**Exercise details**
Copy out every record exactly.

**Saved entries**

___

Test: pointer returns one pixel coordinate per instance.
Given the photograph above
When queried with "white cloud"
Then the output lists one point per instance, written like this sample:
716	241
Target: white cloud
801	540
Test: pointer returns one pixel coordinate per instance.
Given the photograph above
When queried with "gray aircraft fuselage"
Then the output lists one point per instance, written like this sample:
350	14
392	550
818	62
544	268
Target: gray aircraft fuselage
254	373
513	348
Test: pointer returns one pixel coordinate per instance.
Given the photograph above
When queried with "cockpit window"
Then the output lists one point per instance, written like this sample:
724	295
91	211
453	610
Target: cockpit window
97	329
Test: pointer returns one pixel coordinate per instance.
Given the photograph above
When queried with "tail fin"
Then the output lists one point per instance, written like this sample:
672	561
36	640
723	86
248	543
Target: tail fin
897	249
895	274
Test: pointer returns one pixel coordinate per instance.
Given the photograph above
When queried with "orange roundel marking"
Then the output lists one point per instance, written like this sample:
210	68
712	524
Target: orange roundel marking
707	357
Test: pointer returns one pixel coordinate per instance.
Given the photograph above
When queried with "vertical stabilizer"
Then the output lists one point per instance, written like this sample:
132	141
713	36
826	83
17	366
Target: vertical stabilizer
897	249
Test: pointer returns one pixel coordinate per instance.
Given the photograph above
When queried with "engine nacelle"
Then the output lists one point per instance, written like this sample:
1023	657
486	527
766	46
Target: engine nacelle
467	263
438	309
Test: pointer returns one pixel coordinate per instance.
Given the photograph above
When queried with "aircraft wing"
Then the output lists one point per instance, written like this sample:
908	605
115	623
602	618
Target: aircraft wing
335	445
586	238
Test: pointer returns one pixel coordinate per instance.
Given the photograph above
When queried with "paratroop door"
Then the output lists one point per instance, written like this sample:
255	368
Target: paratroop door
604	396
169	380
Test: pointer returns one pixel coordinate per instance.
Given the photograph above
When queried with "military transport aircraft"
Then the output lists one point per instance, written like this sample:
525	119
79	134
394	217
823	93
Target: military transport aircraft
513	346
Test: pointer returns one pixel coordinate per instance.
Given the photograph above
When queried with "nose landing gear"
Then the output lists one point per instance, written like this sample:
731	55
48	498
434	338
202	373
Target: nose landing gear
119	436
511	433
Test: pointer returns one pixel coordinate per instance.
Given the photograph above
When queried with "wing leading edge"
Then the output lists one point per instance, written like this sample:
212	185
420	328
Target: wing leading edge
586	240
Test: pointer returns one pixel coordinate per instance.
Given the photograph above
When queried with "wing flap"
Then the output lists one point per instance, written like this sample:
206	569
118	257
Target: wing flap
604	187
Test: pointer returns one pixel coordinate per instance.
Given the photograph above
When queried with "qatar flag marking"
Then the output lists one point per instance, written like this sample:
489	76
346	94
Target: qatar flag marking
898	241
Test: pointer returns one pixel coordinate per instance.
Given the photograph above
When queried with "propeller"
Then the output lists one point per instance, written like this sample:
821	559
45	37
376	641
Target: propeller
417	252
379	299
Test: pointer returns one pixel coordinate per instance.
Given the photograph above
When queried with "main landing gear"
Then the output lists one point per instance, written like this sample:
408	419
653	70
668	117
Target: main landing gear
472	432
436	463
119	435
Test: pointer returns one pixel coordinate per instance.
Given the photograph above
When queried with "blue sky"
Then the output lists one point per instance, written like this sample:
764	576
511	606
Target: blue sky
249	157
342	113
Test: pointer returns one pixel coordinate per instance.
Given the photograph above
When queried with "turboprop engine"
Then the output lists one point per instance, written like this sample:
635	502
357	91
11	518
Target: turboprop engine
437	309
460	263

___

**Solution**
Test: pointer returns one pixel coordinate per instance.
Given the photograph above
When queried with "white cloud"
Then the output lists one point per instance, written like this sample:
716	241
Target: white cloud
801	540
Test: pointer returns one pixel coordinate per instance.
Given the photograph above
When queried with "gray aircraft fuselage"
Then the output lists one point per instance, written like this sample:
350	14
392	550
818	62
544	268
Target: gray aircraft fuselage
254	373
513	348
Test: pointer returns one pixel coordinate per instance.
Given the photograph above
When queried with "cockpit window"
Then the output lists one point per instance, written like this sample:
724	295
91	211
453	610
Target: cockpit window
97	329
Test: pointer returns one pixel coordinate per instance.
Given the photograph above
When queried with "tail fin"
Then the output lists one point per instance, written like this sample:
672	561
36	640
723	86
248	543
Target: tail fin
897	249
895	274
Test: pointer returns one pixel coordinate per instance.
Given the photograph above
When queried with "orange roundel marking"
Then the output lists one point per instance, written like this sample:
210	68
712	524
Target: orange roundel marking
707	357
Test: pointer returns one pixel coordinate per instance.
Given the photograph above
When queried with "vertical stabilizer"
Then the output lists one point per instance, written like this sample:
132	141
713	36
826	83
17	366
Target: vertical stabilizer
897	249
Test: pointer returns one pixel coordinate per instance.
Given the photograph above
When queried with "engine nacelle"
Then the output lists one point per instance, written like this sample:
1023	657
486	527
766	46
Target: engine nacelle
467	263
438	309
Test: pointer returns one pixel coordinate per instance.
Given the photograph above
When queried with "aircraft wing"
Then the output lists one point per instance, written like this sample:
908	605
115	623
602	618
Target: aircraft wing
335	445
586	238
Test: pointer returns one pixel coordinate per instance.
Given the photograph above
When queried with "paratroop door"
Then the output lists one point per instance, written like this sample:
255	368
Target: paratroop door
604	396
169	380
Test: pointer returns one pixel coordinate per instance.
Given the photograph above
When queried with "military transport aircraft"
Then the output lists one point per instance, written like this sample:
525	119
79	134
394	217
823	93
Target: military transport aircraft
513	346
Test: pointer returns one pixel coordinate per instance.
Given the photograph above
When queried with "nose landing gear"
Then the output lists one point per instance, written like this sample:
731	55
48	498
434	338
202	373
Target: nose landing gear
119	436
511	433
Test: pointer returns one pixel coordinate per instance.
Given the photograph above
When queried with "wing leading edge"
Then the output lists one point per instance, written like this sample:
212	185
420	328
Target: wing leading edge
586	240
Test: pointer returns one pixel coordinate per instance.
Given the photograph above
When queried with "wing flap"
Then the output lists one point per instance, written like this sample:
206	569
118	257
Target: wing flap
604	187
Test: pointer returns one pixel coordinate per instance.
Given the photograph above
When queried with "qatar flag marking"
Then the output lists one point per instance, written like this sample:
489	76
346	94
Target: qatar flag marking
898	241
Test: pointer returns one pixel coordinate per instance.
Given the photograph above
When queried with "propeller"
Then the output lists one point per instance, written like this sample:
821	559
45	37
376	641
Target: propeller
417	252
379	299
Test: pointer returns one pixel coordinate per instance.
Given the photograph above
When queried with "main landing gear"
Then the output lists one point per instance, written like this sample:
408	419
653	70
668	117
Target: main landing gear
472	432
436	463
119	435
Test: pointer returns one pixel coordinate per instance.
Given the photograph above
When queried with "blue sky"
Then the output lists one point per instance, written like this sample:
764	576
511	606
Target: blue sky
249	157
342	113
Test: pointer returns one pixel coordinate per instance.
Given the photograph above
When queried with "turboprop engine"
Then the output lists one point per instance, written like this sample:
635	502
357	91
11	518
Target: turboprop engine
437	309
460	263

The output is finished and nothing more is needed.